Written problem: Starting at the line that contains "Crop health survey from the drone footage above. Locate the blue" and going through the end of the data, write out every line again, requests included, adding -123 to each number in the box coordinates of the answers.

Given data:
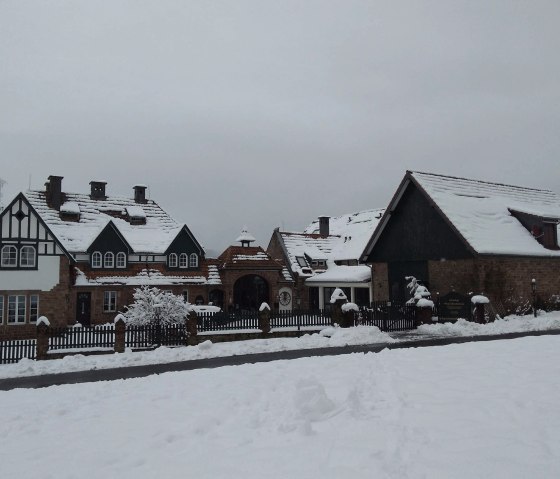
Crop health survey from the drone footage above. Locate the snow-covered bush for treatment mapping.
[404,276,431,304]
[122,286,190,325]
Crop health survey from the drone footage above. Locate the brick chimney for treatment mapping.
[45,175,64,210]
[133,185,147,203]
[89,181,107,200]
[542,220,560,249]
[319,216,330,236]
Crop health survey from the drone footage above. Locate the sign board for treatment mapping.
[438,292,471,319]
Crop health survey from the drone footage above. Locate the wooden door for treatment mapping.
[76,293,91,326]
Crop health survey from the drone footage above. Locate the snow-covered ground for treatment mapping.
[0,312,560,379]
[0,336,560,479]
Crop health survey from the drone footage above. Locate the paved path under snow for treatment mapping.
[0,329,560,391]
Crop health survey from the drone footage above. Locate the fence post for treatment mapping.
[186,310,198,346]
[259,303,270,335]
[37,316,50,359]
[115,314,126,353]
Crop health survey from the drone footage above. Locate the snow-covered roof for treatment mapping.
[24,191,184,254]
[279,209,384,281]
[409,171,560,256]
[60,201,80,215]
[305,265,371,285]
[279,232,340,276]
[304,208,385,260]
[126,205,146,219]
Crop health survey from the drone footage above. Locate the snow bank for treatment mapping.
[417,312,560,336]
[0,336,560,479]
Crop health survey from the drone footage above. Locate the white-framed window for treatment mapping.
[169,253,177,268]
[19,246,37,268]
[29,294,39,323]
[91,251,102,268]
[8,295,27,324]
[103,291,117,313]
[2,244,17,267]
[189,253,198,268]
[117,251,126,268]
[103,251,115,268]
[179,253,188,268]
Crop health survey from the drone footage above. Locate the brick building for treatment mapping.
[361,171,560,312]
[267,209,383,309]
[0,176,293,339]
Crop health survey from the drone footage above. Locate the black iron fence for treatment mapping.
[354,301,416,331]
[270,309,332,329]
[0,339,37,364]
[0,302,416,364]
[197,312,259,332]
[48,325,115,351]
[124,324,187,349]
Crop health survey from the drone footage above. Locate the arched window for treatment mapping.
[91,251,101,268]
[2,245,17,266]
[179,253,188,268]
[168,253,177,268]
[19,246,35,268]
[117,251,126,268]
[104,251,115,268]
[189,253,198,268]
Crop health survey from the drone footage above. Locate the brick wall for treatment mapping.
[372,256,560,313]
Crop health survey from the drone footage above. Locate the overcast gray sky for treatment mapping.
[0,0,560,255]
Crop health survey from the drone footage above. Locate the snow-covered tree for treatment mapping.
[122,286,190,325]
[404,276,431,303]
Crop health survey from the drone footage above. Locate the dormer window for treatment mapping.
[19,246,36,268]
[104,252,115,268]
[168,253,177,268]
[179,253,188,268]
[117,251,126,268]
[296,256,307,268]
[189,253,198,268]
[2,245,17,268]
[91,251,102,268]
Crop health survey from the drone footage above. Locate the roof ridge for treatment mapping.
[407,170,556,195]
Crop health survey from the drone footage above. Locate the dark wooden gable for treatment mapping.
[367,181,473,262]
[87,221,132,253]
[0,193,73,261]
[165,226,204,258]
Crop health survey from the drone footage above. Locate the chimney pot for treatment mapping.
[319,216,330,236]
[133,185,147,203]
[89,181,107,200]
[45,175,64,210]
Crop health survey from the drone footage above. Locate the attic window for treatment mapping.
[296,256,307,268]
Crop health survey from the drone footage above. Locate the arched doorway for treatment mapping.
[233,274,270,311]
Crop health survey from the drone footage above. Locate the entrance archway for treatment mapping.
[233,274,270,311]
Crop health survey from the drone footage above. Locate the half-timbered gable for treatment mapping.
[361,171,560,313]
[0,176,221,337]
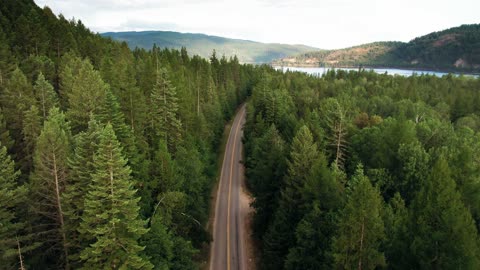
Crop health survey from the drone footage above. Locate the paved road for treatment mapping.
[210,105,247,270]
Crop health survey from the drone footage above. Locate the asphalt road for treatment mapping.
[210,105,247,270]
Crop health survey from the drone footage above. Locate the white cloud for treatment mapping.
[35,0,480,48]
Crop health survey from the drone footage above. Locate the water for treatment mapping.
[275,67,479,78]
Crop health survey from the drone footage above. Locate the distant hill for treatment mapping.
[101,31,318,63]
[273,24,480,72]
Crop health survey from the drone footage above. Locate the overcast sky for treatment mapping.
[35,0,480,49]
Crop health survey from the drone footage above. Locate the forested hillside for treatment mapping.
[273,24,480,72]
[102,31,316,64]
[0,0,480,269]
[0,0,256,269]
[245,70,480,269]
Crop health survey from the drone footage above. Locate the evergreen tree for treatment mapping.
[63,119,101,267]
[409,156,480,269]
[33,73,59,120]
[247,125,286,236]
[0,68,35,141]
[22,105,42,171]
[333,167,386,269]
[263,126,319,269]
[150,68,182,152]
[31,108,71,269]
[66,60,108,132]
[80,124,153,269]
[0,144,27,269]
[0,108,14,152]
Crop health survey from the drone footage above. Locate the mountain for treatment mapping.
[101,31,318,63]
[273,24,480,71]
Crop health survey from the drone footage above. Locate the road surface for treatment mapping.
[210,104,247,270]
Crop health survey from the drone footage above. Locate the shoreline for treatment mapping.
[270,63,480,76]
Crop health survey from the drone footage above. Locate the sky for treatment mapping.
[35,0,480,49]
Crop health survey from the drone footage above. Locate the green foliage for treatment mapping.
[80,124,153,269]
[333,167,386,269]
[33,73,59,120]
[30,108,71,268]
[150,69,182,152]
[0,143,27,268]
[66,60,108,132]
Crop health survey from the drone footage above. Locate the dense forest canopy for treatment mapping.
[0,0,480,269]
[245,70,480,269]
[273,24,480,72]
[0,0,257,269]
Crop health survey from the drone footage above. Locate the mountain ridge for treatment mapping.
[100,30,318,64]
[272,24,480,72]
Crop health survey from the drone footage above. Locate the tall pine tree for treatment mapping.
[31,108,71,269]
[80,124,153,269]
[150,68,182,152]
[333,167,386,270]
[0,144,27,269]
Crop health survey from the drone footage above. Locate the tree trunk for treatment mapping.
[17,237,25,270]
[53,153,70,270]
[358,218,365,270]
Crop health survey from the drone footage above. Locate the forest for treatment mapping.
[245,70,480,269]
[0,0,480,269]
[273,24,480,73]
[0,0,256,269]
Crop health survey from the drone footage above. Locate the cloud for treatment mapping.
[35,0,480,49]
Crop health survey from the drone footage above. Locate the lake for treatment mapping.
[274,67,478,77]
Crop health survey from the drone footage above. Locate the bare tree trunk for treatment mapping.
[17,237,25,270]
[130,91,135,132]
[358,218,365,270]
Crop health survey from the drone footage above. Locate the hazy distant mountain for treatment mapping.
[102,31,318,63]
[274,24,480,71]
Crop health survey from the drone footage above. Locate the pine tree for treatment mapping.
[0,108,15,152]
[22,105,42,163]
[33,73,59,120]
[63,119,101,267]
[0,144,27,269]
[80,124,153,269]
[409,156,480,269]
[247,125,286,236]
[263,126,319,269]
[31,108,71,269]
[0,68,35,141]
[150,68,182,152]
[66,60,108,132]
[333,167,386,270]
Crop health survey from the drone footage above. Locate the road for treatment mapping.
[210,105,247,270]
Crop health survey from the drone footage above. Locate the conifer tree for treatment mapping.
[333,167,386,269]
[150,68,182,152]
[263,126,319,269]
[33,73,59,120]
[0,143,27,269]
[0,68,35,140]
[409,156,480,269]
[31,108,71,269]
[66,60,108,132]
[0,108,14,152]
[80,124,153,269]
[63,117,101,267]
[22,105,42,171]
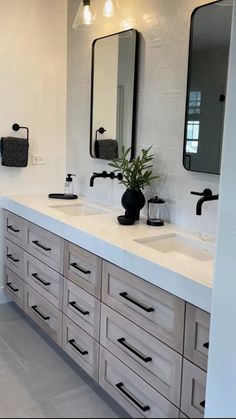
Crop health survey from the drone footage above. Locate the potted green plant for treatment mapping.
[109,146,158,222]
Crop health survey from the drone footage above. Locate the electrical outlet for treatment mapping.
[31,154,47,165]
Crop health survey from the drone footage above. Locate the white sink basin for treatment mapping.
[135,233,214,262]
[48,203,106,217]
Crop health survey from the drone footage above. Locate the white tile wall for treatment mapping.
[67,0,219,235]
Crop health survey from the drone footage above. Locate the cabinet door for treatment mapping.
[102,262,185,353]
[184,304,210,371]
[64,242,102,298]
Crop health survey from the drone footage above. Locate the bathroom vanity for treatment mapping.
[2,195,213,418]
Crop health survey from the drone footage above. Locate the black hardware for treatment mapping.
[31,306,50,320]
[69,301,89,316]
[203,342,209,349]
[116,383,150,412]
[31,273,51,287]
[68,339,88,356]
[117,338,152,363]
[70,262,91,275]
[119,292,155,313]
[7,255,20,262]
[7,226,20,233]
[7,282,19,292]
[32,240,52,252]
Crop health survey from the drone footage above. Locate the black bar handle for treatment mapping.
[7,282,19,292]
[69,301,89,316]
[68,339,88,356]
[70,262,91,275]
[117,338,152,363]
[32,240,52,252]
[203,342,209,349]
[7,226,20,233]
[7,255,20,262]
[31,273,51,287]
[119,292,155,313]
[31,306,50,320]
[116,383,150,412]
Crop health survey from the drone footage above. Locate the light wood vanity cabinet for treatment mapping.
[4,211,210,418]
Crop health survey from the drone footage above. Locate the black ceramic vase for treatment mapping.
[121,189,145,221]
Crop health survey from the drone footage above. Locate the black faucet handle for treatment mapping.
[190,189,212,196]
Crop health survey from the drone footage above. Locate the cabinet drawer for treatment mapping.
[24,284,62,346]
[25,252,63,309]
[101,304,182,406]
[26,222,64,273]
[63,315,99,381]
[5,239,24,279]
[4,268,24,309]
[63,278,101,340]
[184,304,210,371]
[64,242,102,298]
[4,210,25,247]
[102,262,185,353]
[181,359,206,418]
[99,346,179,418]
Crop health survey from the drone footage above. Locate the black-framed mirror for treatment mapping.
[183,0,233,174]
[90,29,138,160]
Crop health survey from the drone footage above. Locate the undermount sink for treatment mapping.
[48,203,106,217]
[135,233,214,262]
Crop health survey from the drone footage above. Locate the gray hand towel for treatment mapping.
[95,139,118,160]
[1,137,29,167]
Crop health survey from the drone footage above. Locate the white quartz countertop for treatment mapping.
[1,194,214,312]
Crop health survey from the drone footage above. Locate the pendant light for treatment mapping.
[72,0,94,29]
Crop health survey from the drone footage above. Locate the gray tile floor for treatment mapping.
[0,304,129,418]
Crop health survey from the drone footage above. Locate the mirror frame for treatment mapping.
[182,0,229,176]
[89,28,139,161]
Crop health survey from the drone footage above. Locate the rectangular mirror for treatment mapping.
[183,0,233,174]
[90,29,138,160]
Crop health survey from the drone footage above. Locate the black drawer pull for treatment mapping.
[7,282,19,292]
[7,226,20,233]
[120,292,155,313]
[116,383,150,412]
[70,262,91,275]
[203,342,209,349]
[32,240,52,252]
[68,339,88,356]
[31,306,50,320]
[7,255,20,263]
[69,301,89,316]
[117,338,152,363]
[32,273,51,287]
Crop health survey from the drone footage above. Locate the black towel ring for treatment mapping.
[12,123,29,141]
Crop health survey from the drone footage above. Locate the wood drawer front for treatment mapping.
[26,222,64,274]
[24,284,62,346]
[64,242,102,298]
[4,267,24,309]
[102,262,185,353]
[99,346,179,418]
[63,315,99,382]
[181,359,206,418]
[25,252,63,310]
[184,304,210,371]
[4,210,25,247]
[100,304,182,407]
[5,239,24,279]
[63,278,101,340]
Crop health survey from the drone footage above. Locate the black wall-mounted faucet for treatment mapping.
[191,189,219,215]
[89,170,123,187]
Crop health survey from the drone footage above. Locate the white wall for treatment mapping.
[0,0,67,301]
[206,2,236,418]
[67,0,219,234]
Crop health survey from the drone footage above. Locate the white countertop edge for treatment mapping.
[0,197,212,313]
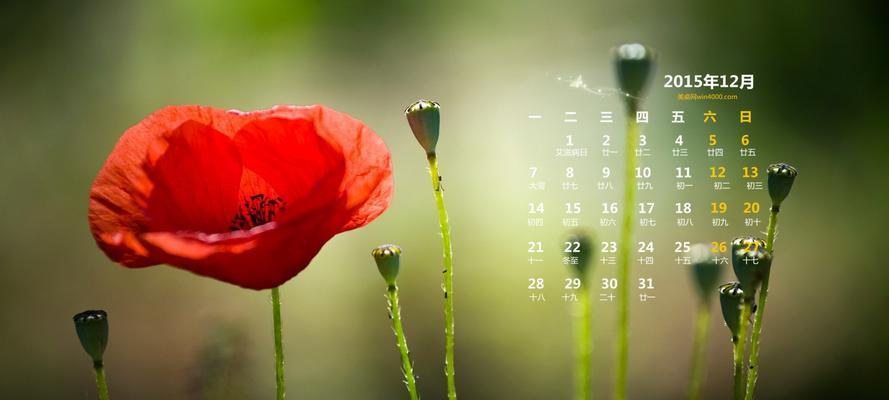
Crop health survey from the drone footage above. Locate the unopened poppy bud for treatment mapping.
[404,100,441,154]
[689,243,722,302]
[371,244,401,286]
[564,230,596,277]
[74,310,108,365]
[732,236,772,299]
[719,282,744,338]
[769,163,797,208]
[614,43,655,111]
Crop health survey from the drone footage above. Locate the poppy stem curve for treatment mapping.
[386,284,420,400]
[732,297,759,400]
[93,361,110,400]
[272,287,284,400]
[426,152,457,400]
[614,107,639,400]
[744,206,779,400]
[688,301,710,400]
[574,278,593,400]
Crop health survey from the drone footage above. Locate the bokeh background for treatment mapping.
[0,0,889,399]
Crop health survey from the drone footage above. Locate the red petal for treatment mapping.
[89,106,392,289]
[234,116,345,225]
[145,121,243,233]
[243,105,393,231]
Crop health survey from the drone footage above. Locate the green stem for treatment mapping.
[688,301,710,400]
[386,284,420,400]
[614,112,639,400]
[272,288,284,400]
[426,153,457,400]
[745,206,778,400]
[733,298,753,400]
[574,280,593,400]
[93,361,110,400]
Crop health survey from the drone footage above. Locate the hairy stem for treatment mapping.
[688,301,710,400]
[732,299,753,400]
[745,206,778,400]
[574,281,593,400]
[272,288,284,400]
[426,153,457,400]
[386,285,420,400]
[614,112,639,400]
[93,361,110,400]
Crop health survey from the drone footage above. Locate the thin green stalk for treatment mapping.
[688,301,710,400]
[93,361,110,400]
[614,112,639,400]
[426,153,457,400]
[272,288,284,400]
[386,285,420,400]
[574,282,593,400]
[733,299,753,400]
[745,206,778,400]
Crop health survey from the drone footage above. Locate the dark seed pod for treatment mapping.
[404,100,441,154]
[74,310,108,364]
[370,244,401,286]
[563,230,596,278]
[769,163,797,207]
[718,282,744,339]
[614,43,655,112]
[689,243,722,302]
[732,236,772,299]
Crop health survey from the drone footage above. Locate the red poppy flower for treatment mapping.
[89,105,393,289]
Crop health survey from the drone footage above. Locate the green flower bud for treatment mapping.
[689,243,722,302]
[404,100,441,154]
[370,244,401,286]
[719,282,744,339]
[769,163,797,208]
[614,43,655,111]
[732,236,772,299]
[564,229,596,278]
[74,310,108,365]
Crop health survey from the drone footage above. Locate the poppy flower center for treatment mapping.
[228,193,287,231]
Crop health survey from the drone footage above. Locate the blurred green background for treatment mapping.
[0,0,889,399]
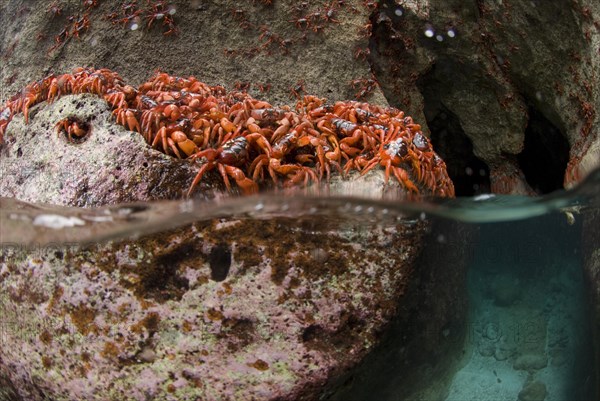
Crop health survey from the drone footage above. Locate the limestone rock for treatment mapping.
[519,380,548,401]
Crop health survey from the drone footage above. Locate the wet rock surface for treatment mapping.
[0,211,424,400]
[0,0,600,195]
[0,95,214,207]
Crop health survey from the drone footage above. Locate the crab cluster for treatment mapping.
[0,68,454,196]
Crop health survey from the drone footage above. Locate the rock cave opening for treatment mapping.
[425,102,490,196]
[517,104,570,194]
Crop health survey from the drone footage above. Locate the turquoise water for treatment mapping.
[446,213,594,401]
[0,167,600,401]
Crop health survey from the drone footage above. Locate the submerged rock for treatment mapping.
[0,211,424,401]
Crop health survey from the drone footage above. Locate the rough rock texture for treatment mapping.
[0,95,218,207]
[0,0,600,195]
[582,208,600,397]
[372,0,600,193]
[0,208,424,401]
[325,220,477,401]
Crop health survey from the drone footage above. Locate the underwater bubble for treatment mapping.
[473,194,496,202]
[33,214,85,230]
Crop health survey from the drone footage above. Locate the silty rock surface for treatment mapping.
[0,0,600,193]
[0,95,218,207]
[0,208,424,400]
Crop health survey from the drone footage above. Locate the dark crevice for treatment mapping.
[417,60,491,196]
[425,104,490,196]
[517,105,570,194]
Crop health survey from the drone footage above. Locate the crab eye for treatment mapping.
[413,132,429,150]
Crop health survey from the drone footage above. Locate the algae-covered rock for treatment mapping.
[0,211,424,401]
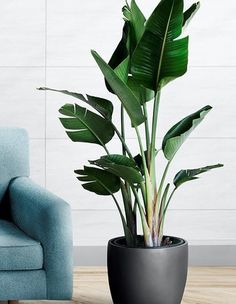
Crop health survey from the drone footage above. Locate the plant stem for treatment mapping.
[120,105,126,155]
[149,91,161,187]
[131,186,153,247]
[121,181,136,234]
[135,127,153,230]
[159,188,177,239]
[143,103,150,151]
[112,124,134,160]
[154,160,171,228]
[111,193,134,246]
[102,145,110,155]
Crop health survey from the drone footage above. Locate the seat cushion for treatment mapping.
[0,220,43,271]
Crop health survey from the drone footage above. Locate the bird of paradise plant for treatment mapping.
[40,0,222,247]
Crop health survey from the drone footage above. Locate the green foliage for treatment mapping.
[39,87,113,120]
[59,104,114,146]
[92,51,145,126]
[75,166,120,195]
[90,154,143,184]
[173,164,223,188]
[40,0,222,247]
[162,106,212,160]
[183,2,200,28]
[131,0,188,91]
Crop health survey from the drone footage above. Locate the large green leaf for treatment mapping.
[92,51,145,127]
[59,104,114,146]
[174,164,223,188]
[183,2,200,28]
[106,0,149,103]
[123,0,146,53]
[108,0,146,69]
[131,0,188,91]
[39,87,113,120]
[75,166,120,195]
[90,154,143,184]
[127,76,154,104]
[162,106,212,160]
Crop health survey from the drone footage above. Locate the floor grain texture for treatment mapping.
[3,267,236,304]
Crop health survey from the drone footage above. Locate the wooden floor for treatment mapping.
[6,267,236,304]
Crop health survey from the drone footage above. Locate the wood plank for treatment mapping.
[9,267,236,304]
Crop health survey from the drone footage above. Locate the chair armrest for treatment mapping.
[9,177,72,300]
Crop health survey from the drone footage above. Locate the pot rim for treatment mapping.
[108,235,188,250]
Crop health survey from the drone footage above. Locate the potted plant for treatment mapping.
[40,0,222,304]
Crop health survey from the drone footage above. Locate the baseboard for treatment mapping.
[74,245,236,266]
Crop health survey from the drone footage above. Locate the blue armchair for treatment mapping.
[0,128,72,300]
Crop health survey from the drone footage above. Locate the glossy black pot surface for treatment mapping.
[107,237,188,304]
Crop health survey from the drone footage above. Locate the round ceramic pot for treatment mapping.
[107,237,188,304]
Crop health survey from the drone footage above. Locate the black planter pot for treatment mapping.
[107,237,188,304]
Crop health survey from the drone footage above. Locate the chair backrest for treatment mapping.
[0,127,29,201]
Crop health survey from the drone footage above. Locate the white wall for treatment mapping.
[0,0,236,246]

Answer to the exercise:
Crop health survey from the drone footage above. Locate the blue armchair for treatment mapping.
[-123,5,-51,177]
Crop health survey from the drone footage above. Locate the glossy black pot surface for treatment mapping.
[-16,114,65,181]
Crop health survey from the drone footage above. Locate the round ceramic pot for treatment mapping.
[-16,114,65,181]
Crop health survey from the drone footage above. Locate the black planter pot for treatment mapping.
[-16,114,65,181]
Crop health survey from the drone footage above. Locate the chair backrest for treatment mapping.
[-123,4,-94,78]
Crop health survey from the drone footage above. Locate the white wall for treatment mapping.
[-123,-123,113,123]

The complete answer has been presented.